• _Task data_:
- - - - - - -
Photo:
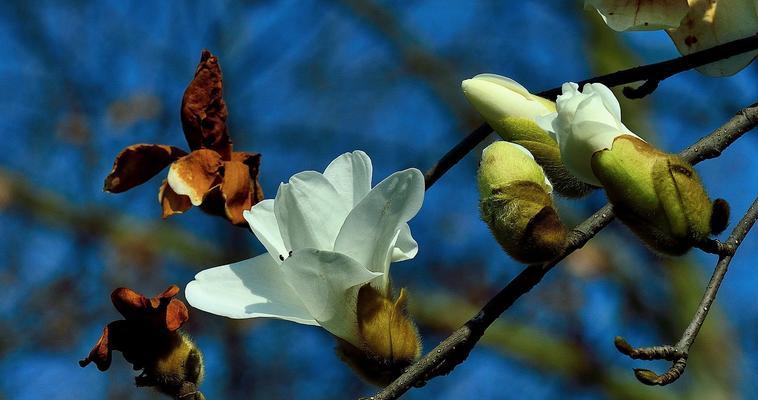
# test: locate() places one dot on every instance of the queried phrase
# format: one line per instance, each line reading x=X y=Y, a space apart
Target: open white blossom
x=586 y=122
x=693 y=25
x=326 y=235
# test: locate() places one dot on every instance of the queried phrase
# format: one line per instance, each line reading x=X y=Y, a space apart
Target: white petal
x=350 y=174
x=494 y=101
x=369 y=230
x=405 y=246
x=263 y=223
x=622 y=15
x=606 y=95
x=709 y=23
x=328 y=282
x=247 y=289
x=309 y=212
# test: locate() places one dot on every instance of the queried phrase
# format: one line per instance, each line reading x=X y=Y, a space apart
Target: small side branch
x=649 y=73
x=455 y=348
x=679 y=352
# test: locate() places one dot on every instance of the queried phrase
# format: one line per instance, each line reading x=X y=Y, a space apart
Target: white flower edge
x=344 y=183
x=585 y=122
x=316 y=286
x=624 y=15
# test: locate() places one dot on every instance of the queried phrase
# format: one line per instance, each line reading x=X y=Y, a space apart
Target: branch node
x=641 y=91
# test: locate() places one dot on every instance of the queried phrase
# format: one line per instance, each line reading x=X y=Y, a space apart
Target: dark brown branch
x=658 y=72
x=678 y=353
x=455 y=349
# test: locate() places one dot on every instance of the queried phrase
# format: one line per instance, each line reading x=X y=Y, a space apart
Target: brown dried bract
x=204 y=110
x=149 y=324
x=138 y=163
x=222 y=182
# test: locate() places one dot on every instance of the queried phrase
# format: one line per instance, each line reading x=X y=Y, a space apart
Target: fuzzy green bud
x=515 y=203
x=658 y=195
x=390 y=340
x=512 y=112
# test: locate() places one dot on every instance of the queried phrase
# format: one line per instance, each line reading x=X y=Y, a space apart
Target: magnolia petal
x=622 y=15
x=237 y=191
x=405 y=247
x=309 y=211
x=350 y=174
x=247 y=289
x=710 y=23
x=172 y=203
x=328 y=283
x=195 y=174
x=369 y=231
x=497 y=100
x=263 y=223
x=138 y=163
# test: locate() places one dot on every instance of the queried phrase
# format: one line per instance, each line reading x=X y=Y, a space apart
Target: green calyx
x=658 y=195
x=516 y=204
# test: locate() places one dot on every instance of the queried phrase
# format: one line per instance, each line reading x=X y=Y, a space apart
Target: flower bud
x=512 y=112
x=516 y=204
x=658 y=195
x=150 y=340
x=390 y=340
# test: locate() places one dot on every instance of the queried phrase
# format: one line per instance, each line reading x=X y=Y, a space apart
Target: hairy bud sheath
x=512 y=112
x=658 y=195
x=390 y=339
x=516 y=204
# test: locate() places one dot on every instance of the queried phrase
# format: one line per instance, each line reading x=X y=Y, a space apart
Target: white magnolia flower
x=693 y=25
x=623 y=15
x=497 y=97
x=586 y=122
x=326 y=235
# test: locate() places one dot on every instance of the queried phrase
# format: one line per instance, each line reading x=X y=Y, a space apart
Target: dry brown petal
x=137 y=163
x=709 y=23
x=204 y=110
x=171 y=202
x=176 y=314
x=195 y=174
x=237 y=190
x=101 y=352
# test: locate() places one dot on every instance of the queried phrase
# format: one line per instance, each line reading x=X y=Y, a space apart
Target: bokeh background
x=306 y=80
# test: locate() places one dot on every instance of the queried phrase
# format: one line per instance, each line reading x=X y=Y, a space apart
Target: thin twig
x=657 y=71
x=678 y=353
x=455 y=349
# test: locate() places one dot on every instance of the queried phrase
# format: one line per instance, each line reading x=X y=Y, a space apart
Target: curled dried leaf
x=204 y=110
x=138 y=163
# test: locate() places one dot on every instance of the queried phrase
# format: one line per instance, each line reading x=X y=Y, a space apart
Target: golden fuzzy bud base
x=658 y=195
x=525 y=224
x=390 y=340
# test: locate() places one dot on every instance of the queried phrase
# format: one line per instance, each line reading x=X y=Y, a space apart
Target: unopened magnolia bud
x=658 y=195
x=516 y=204
x=390 y=340
x=512 y=112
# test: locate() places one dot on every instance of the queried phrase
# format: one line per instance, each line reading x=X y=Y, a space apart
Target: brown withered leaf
x=237 y=190
x=195 y=174
x=138 y=163
x=148 y=324
x=172 y=203
x=204 y=110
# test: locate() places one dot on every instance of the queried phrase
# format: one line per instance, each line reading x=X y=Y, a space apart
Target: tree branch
x=679 y=352
x=455 y=349
x=658 y=72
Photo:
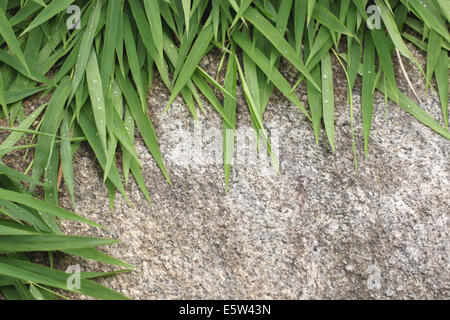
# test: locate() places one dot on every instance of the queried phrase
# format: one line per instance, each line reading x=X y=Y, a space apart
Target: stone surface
x=317 y=230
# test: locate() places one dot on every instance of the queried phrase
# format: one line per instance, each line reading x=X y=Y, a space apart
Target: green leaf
x=8 y=35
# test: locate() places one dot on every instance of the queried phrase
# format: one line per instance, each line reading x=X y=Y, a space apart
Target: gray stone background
x=317 y=230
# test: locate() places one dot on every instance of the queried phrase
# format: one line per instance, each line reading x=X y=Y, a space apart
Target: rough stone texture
x=314 y=231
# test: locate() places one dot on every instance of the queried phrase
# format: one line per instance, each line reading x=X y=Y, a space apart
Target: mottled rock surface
x=317 y=230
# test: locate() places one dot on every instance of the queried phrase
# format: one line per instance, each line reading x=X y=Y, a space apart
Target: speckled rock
x=316 y=230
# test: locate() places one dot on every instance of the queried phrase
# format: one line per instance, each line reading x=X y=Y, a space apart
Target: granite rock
x=316 y=230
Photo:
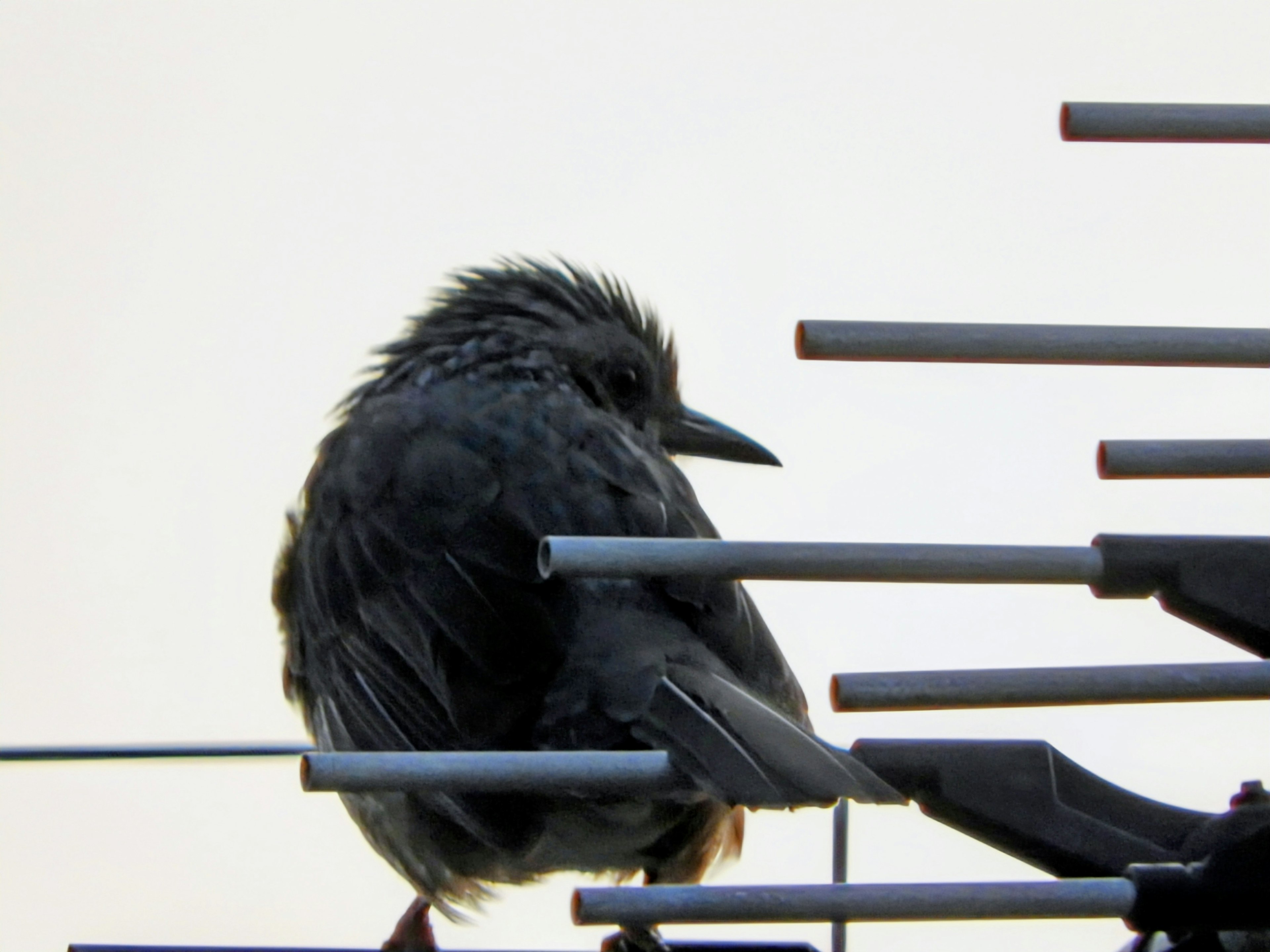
- - - - - - -
• _Work request_: Since the copy must contain no pictures, return only the text of the records, exactly as it stands.

• _Answer to this task_:
Photo:
# test: locate() places one dot on every instance of the queried phrase
# format: one line per instance, each line reading x=X y=Y, a space apart
Target: open white blossom
x=586 y=122
x=693 y=25
x=326 y=235
# test: locate() places one dot on every instance of the queried phrase
# format: one line per instance, each line reading x=X y=Y, a space apart
Target: white petal
x=350 y=174
x=494 y=101
x=369 y=230
x=405 y=246
x=263 y=223
x=622 y=15
x=606 y=95
x=709 y=23
x=328 y=282
x=247 y=289
x=309 y=212
# test: locate() places one dot on every instance of the queried phrase
# format: one line per instance, each line reading x=X y=Y, a space apart
Target: small side branch
x=649 y=73
x=455 y=348
x=679 y=352
# test: locate() places one dot on every instance of the queried phrase
# format: one line per instance, each line reading x=X y=Y, a space apart
Target: white flower edge
x=344 y=183
x=585 y=122
x=316 y=286
x=624 y=15
# test: locate() places one dot on every instance of the queried phrase
# format: one line per instance, each line reading x=X y=Y, a space apart
Target: branch node
x=641 y=91
# test: locate() places one dot on every instance of the queried phrase
# format: one line per instance, each line reading x=X y=Y, a space apart
Target: dark brown branch
x=658 y=72
x=678 y=353
x=455 y=349
# test: locate() places one dot on every instance of the queried phrase
# format: one line per instance, each line reading x=X y=Y, a space apart
Target: brown dried bract
x=204 y=110
x=149 y=324
x=138 y=163
x=222 y=182
# test: locate() places one dot on every instance of the queried phrase
# format: one line per instance, each line reading x=X y=Y, a space apart
Target: fuzzy green bud
x=515 y=203
x=658 y=195
x=390 y=340
x=512 y=112
# test: locate() places one dot on every instance of the queried phrase
# format: one line per instance, each line reading x=X y=Y, a space apart
Target: magnolia petal
x=622 y=15
x=237 y=191
x=405 y=247
x=309 y=211
x=350 y=174
x=247 y=289
x=710 y=23
x=172 y=203
x=328 y=283
x=195 y=174
x=369 y=231
x=497 y=100
x=263 y=223
x=138 y=163
# test: locate() places one dot on every instance of the queried phrase
# format: one line per instance, each line reading x=X y=Y, a space apart
Target: green calyx
x=658 y=195
x=516 y=204
# test: locate() places one dot on every instance of the queried phrase
# format: one line per instance, each line reading x=X y=Y, a space apart
Target: flower bud
x=512 y=112
x=516 y=204
x=658 y=195
x=150 y=340
x=390 y=340
# test: locate() places one dot on every instance of the queried phrase
# format: one line per instance, each line reading x=X y=Y, a space apart
Target: hairy bud sheath
x=512 y=112
x=658 y=195
x=390 y=339
x=516 y=204
# test: locate() places one dot on every instance of the queried phrase
# format: one line per instance, each line reading x=X y=Y, a space apart
Target: white magnolia flower
x=693 y=25
x=623 y=15
x=497 y=97
x=586 y=122
x=326 y=235
# test: locate() places one dot on every instance of the queried phrase
# format: one line per instance, each line reading x=X y=Y, a space apart
Target: dry brown petal
x=137 y=163
x=709 y=23
x=204 y=110
x=171 y=202
x=176 y=314
x=195 y=174
x=237 y=190
x=101 y=352
# test: locate() places one dot on every instance of the queried phrase
# format: one line per instance, each line reading x=X y=Y, a space apart
Target: bokeh background
x=306 y=80
# test: locate() places one dot on every instance of the queried phrase
# format: one line per instance, each line reading x=X y=Y, a space apart
Target: thin twig
x=657 y=71
x=678 y=353
x=455 y=349
# test: locate() places one dot on every instance of the queried phrase
# format: one line per instance, each line reading x=X y=Y, a space apart
Target: curled dried leaf
x=204 y=110
x=138 y=163
# test: locate() places one dot on every instance of the queried phrase
# format: one line per instance, each line reading x=X y=Y, a space apart
Target: golden fuzzy bud base
x=658 y=195
x=525 y=224
x=390 y=340
# test: locate() places one dot on every instance of the queried phrase
# format: one line per instance, each line reading x=X y=Y, a space apart
Target: unopened magnolia bud
x=658 y=195
x=516 y=204
x=390 y=340
x=512 y=112
# test: locate() places one dot on every instance of the queried phrase
# format: one line per instance, each line reading x=X y=Y, a space apart
Target: brown withered leaf
x=237 y=190
x=195 y=174
x=138 y=163
x=148 y=324
x=172 y=203
x=204 y=110
# test: locate() places one dot on every instance of the queried phrase
# format: one line per instance, each line reading x=X y=Y, a space apart
Target: tree branch
x=679 y=352
x=455 y=349
x=658 y=72
Photo:
# test: locate() places one dot on every instance of the queried phrase
# format: one line per instance, each line reading x=X y=Y, a space apart
Target: stone surface
x=317 y=230
# test: locate() places one dot on every instance of the queried phrase
# format: one line per instance, each line reading x=X y=Y, a space apart
Target: green leaf
x=8 y=35
# test: locate() places one dot on every instance of the queried phrase
# format: one line per instance, each line reading x=X y=Y, a space apart
Target: gray stone background
x=317 y=230
# test: locate() places one dot on every instance of the queried phrase
# format: one line per instance, each line reading x=X y=Y, a space apart
Target: rough stone texture
x=314 y=231
# test: locate() places one dot on every instance of the queried phrase
# format: one line per instance, each line reading x=X y=Y, a space apart
Target: mottled rock surface
x=317 y=230
# test: locate() places one dot on every instance of the queried phrase
# format: one line per instance, each line reading x=X y=Y, a space apart
Target: speckled rock
x=316 y=230
# test: locate() places one dot on every instance of the queried phrase
# format: one line per instance, each line reading x=X y=Y, a space apart
Target: granite rock
x=316 y=230
Photo:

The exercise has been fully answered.